Exercise instructions: Once the pictures are set aside, copy the records below exactly as they stand.

Supplied material:
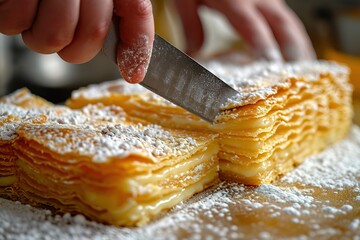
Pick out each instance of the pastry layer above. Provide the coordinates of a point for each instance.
(283, 114)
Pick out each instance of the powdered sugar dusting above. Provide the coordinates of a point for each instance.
(319, 200)
(96, 91)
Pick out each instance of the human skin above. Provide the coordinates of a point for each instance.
(76, 29)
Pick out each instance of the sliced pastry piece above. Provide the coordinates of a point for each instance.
(15, 108)
(117, 173)
(99, 162)
(283, 113)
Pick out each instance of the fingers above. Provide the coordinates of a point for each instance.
(136, 31)
(288, 30)
(54, 26)
(193, 30)
(17, 16)
(92, 28)
(252, 26)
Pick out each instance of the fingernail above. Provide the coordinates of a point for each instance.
(273, 54)
(133, 60)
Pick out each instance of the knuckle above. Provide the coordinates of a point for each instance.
(15, 27)
(56, 42)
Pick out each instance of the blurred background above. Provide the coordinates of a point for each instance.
(333, 25)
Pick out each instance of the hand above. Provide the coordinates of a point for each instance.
(76, 29)
(271, 29)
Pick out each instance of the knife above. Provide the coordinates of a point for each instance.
(178, 78)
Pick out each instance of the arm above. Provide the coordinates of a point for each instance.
(270, 28)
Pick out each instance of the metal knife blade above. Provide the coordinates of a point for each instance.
(180, 79)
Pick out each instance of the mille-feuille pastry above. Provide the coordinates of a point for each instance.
(99, 162)
(283, 113)
(14, 109)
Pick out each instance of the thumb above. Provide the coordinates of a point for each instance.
(136, 32)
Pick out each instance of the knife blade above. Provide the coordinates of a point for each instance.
(179, 79)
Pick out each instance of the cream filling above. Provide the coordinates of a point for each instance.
(8, 180)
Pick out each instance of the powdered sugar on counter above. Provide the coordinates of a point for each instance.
(318, 200)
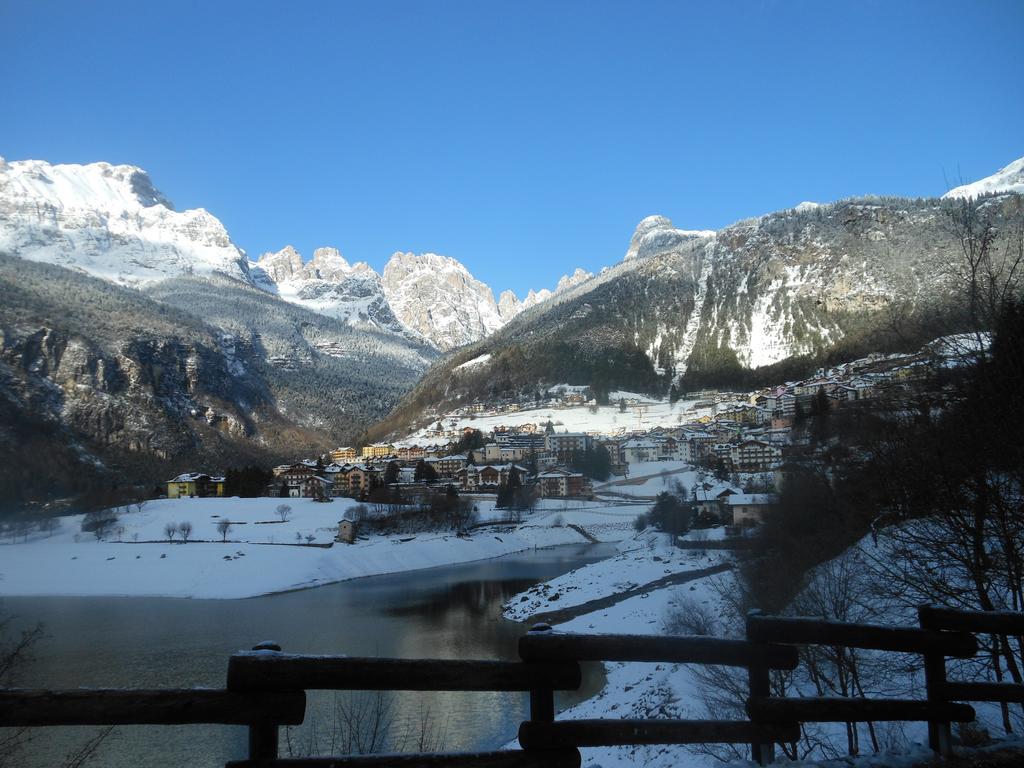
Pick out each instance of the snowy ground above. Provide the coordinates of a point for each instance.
(666, 690)
(646, 558)
(594, 419)
(264, 555)
(647, 479)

Answer for the task:
Pick out each instance of the pastry layer above. Provide the coordinates of a point for each instance.
(283, 114)
Pick out each instance of the powdered sugar dusting above. Provide the coordinates of a point for each instance.
(319, 200)
(96, 91)
Pick out each instance of the human skin above. Provide the coordinates of a point for each instance.
(76, 29)
Pick out each instance of the sliced pastry piece above. Provide the coordinates of a point for each instance.
(15, 108)
(117, 173)
(99, 162)
(283, 113)
Pick out each instance of the fingers above. Provide the coordinates of a point for each instance.
(136, 31)
(288, 30)
(54, 26)
(193, 30)
(17, 16)
(92, 28)
(252, 26)
Pick out each instance of the fingernail above. Provide the coordinates of a point for each instance.
(273, 54)
(133, 60)
Pick out each instance of the knuckle above. Provide the coordinates of a point for each instance.
(15, 27)
(56, 42)
Pick out each instance of the blurred background above. Provide the coordinates of a point for each instance.
(333, 25)
Pick out each instance of the hand above. Provide the coordinates of a point for each instance.
(76, 29)
(271, 29)
Pick out each instance of the knife above. Provide the coordinates of a point for each instance.
(178, 78)
Pick out each instance of the arm above. Provide the coordinates of a point for each instance.
(270, 28)
Pick out each instance of the metal knife blade above. Provide the coordinates of a point for each instance.
(180, 79)
Pick out each instance of the mille-feuille pastry above. Provide the coordinates of a point for each instance.
(99, 162)
(283, 113)
(14, 109)
Pick out each instance of the thumb above. Provide the coordinates of a point for each instance.
(136, 32)
Pick out each instance of the knife blade above. Provide the coordinates of a point for each instance.
(179, 79)
Pick out each instance of the cream filling above. Provide the coordinates of a point for each instance.
(8, 180)
Pick out each instance of the powdered sugar on counter above. Provide the coordinates of a point for each instance.
(318, 200)
Pick out each instance of the snowy ground above. Provide the coordinates of a point for each instance.
(666, 690)
(646, 558)
(594, 419)
(264, 555)
(647, 479)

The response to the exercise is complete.